▼▼▼
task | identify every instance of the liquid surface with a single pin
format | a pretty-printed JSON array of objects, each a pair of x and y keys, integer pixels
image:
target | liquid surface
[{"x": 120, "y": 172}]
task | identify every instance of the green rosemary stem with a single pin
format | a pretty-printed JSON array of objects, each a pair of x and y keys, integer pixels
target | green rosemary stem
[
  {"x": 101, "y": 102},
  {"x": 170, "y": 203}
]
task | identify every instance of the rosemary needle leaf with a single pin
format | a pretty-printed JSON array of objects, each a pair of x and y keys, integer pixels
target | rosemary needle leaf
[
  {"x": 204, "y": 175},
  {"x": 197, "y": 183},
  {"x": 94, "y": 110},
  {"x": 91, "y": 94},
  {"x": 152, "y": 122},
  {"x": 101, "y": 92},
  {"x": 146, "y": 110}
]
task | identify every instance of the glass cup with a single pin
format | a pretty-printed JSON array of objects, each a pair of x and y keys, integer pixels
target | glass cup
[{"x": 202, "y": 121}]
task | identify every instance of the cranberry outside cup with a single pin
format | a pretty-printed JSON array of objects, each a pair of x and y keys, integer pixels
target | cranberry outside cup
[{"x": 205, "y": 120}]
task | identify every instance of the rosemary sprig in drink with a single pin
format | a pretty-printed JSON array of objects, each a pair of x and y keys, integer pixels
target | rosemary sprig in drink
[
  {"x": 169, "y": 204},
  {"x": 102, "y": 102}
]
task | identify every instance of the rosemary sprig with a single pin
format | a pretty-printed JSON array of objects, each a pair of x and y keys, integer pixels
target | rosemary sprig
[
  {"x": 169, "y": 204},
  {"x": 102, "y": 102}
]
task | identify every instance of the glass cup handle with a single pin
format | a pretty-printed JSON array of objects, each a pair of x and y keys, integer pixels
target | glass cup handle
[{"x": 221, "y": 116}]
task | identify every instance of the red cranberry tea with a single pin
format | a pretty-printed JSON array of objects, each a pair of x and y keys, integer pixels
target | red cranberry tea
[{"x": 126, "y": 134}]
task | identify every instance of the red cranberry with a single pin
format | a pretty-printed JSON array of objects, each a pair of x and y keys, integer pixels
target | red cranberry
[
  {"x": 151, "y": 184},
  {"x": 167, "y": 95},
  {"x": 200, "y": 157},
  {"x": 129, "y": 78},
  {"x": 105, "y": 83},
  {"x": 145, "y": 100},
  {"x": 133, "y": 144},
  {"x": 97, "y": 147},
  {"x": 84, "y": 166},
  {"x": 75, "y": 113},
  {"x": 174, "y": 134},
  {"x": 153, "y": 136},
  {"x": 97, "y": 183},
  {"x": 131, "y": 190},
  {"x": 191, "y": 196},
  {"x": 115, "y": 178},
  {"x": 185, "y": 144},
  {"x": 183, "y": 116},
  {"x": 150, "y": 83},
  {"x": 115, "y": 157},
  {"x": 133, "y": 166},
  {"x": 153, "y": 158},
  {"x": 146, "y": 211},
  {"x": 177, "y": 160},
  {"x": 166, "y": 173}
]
▲▲▲
For each line above that carries the word "every", copy it out.

task | identify every instance of the liquid surface with a single pin
task | identify every instance of the green rosemary stem with a single pin
task | identify every instance of the rosemary needle leaf with a single pin
task | identify every instance of the glass cup with a single pin
task | identify every instance of the cranberry outside cup with a single pin
task | identify every instance of the rosemary sprig in drink with a single pin
task | identify every instance of the rosemary sprig with a single pin
task | identify every instance of the glass cup handle with a single pin
task | identify every instance of the red cranberry tea with a single pin
task | identify every instance of the red cranberry with a single pin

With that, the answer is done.